→ **Actions to take**:
• A. Copy out the editorial on New Mexico's medical marijuana program word for word, starting with "Gov. Susana Martinez, a" and going on through "the most accountable.".
• B. List every medical condition named in the editorial on New Mexico's medical marijuana program.

Passage to read START

The state won’t allow the public to see what should be public information – not the names of the physicians who prescribe the pot, not the dispensaries that grow it and fill the prescriptions, not the owners and employees who set the prices, fill the vials and, because health insurance doesn’t cover this Rx, rake in the cash.
Not even with a black light.
None of that information would violate federal HIPPA (Health Insurance Portability and Accountability Act) privacy provisions; after all, we aren’t talking about patient information.
We’re talking about 965 medical providers and 23 pot dispensaries, many just a Google search away, some who have written prescriptions based on a phone or Skype interview, and some that might have been in the Health Department’s redacted list of providers that included arrests and/or convictions for prostitution, drug dealing and other crimes – but no names.
In 2007, when New Mexico lawmakers legalized medical marijuana, their goal was to relieve the suffering of some of the state’s most vulnerable patients. But the Health Department’s paranoia over public information has caused the program’s credibility to suffer. Journal investigative reporter Thom Cole has found that six years in, there is no government acknowledgement of – much less accountability for – the fact some doctors are prescribing a lot more than others, some counties (Sierra and Mora) have a disproportionately larger rate of patients per 1,000 residents compared to the state average (13 vs. 5), and that while the program was sold to the public as a way to ease the suffering of those stricken with AIDS and cancer, the top qualifying condition is the harder-to-quantify post-traumatic stress disorder (4,068, or more than 40 percent, of patients), with chronic pain as No. 2 (2,773 patients).
Throw in a doctor who admits to using medical marijuana himself before prescribing it to others, and the program has all the elements of a bad stoner movie, say “Harold and Kumar: Panama Red or Green Dream?”
Gov. Susana Martinez, a career prosecutor, was not a fan of the medical pot program when she was elected, in great part because marijuana remains illegal under federal law. Now that the program is under her purview, she should step in and ensure it is at the least transparent and at the most accountable.
And that means growing it in the sunlight.

Passage to read END
Information shown START

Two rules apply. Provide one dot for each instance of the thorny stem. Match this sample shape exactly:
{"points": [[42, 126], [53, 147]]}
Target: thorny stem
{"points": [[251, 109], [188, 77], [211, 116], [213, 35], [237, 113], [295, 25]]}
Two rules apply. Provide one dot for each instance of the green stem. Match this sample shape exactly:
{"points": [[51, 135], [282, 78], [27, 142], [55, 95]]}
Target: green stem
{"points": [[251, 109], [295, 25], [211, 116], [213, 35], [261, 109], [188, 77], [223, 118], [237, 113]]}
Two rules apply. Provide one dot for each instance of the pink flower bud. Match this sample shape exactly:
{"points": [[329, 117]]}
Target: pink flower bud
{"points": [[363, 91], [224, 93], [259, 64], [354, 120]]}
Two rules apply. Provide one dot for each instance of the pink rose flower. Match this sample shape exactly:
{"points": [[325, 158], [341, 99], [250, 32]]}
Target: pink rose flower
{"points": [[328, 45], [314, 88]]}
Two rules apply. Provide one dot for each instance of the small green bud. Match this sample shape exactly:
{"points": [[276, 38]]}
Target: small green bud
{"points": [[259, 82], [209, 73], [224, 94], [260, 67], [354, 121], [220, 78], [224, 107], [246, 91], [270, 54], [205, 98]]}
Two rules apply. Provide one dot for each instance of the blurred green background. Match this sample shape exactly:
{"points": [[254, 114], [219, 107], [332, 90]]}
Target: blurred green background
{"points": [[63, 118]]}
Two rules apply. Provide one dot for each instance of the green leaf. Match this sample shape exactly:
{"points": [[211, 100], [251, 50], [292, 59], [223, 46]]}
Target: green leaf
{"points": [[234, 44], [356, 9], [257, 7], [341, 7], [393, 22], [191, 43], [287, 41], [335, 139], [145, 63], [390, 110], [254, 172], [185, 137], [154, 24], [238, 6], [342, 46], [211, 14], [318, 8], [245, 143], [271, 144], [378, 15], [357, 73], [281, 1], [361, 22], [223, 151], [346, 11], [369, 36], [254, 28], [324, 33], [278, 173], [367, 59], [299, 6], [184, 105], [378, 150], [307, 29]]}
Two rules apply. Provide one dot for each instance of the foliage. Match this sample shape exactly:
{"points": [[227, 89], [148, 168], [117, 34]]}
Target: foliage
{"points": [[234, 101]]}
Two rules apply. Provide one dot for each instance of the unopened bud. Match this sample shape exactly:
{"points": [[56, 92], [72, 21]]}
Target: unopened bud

Information shown END

→ **Responses per task**:
• A.
Gov. Susana Martinez, a career prosecutor, was not a fan of the medical pot program when she was elected, in great part because marijuana remains illegal under federal law. Now that the program is under her purview, she should step in and ensure it is at the least transparent and at the most accountable.

• B. AIDS, cancer, post-traumatic stress disorder, chronic pain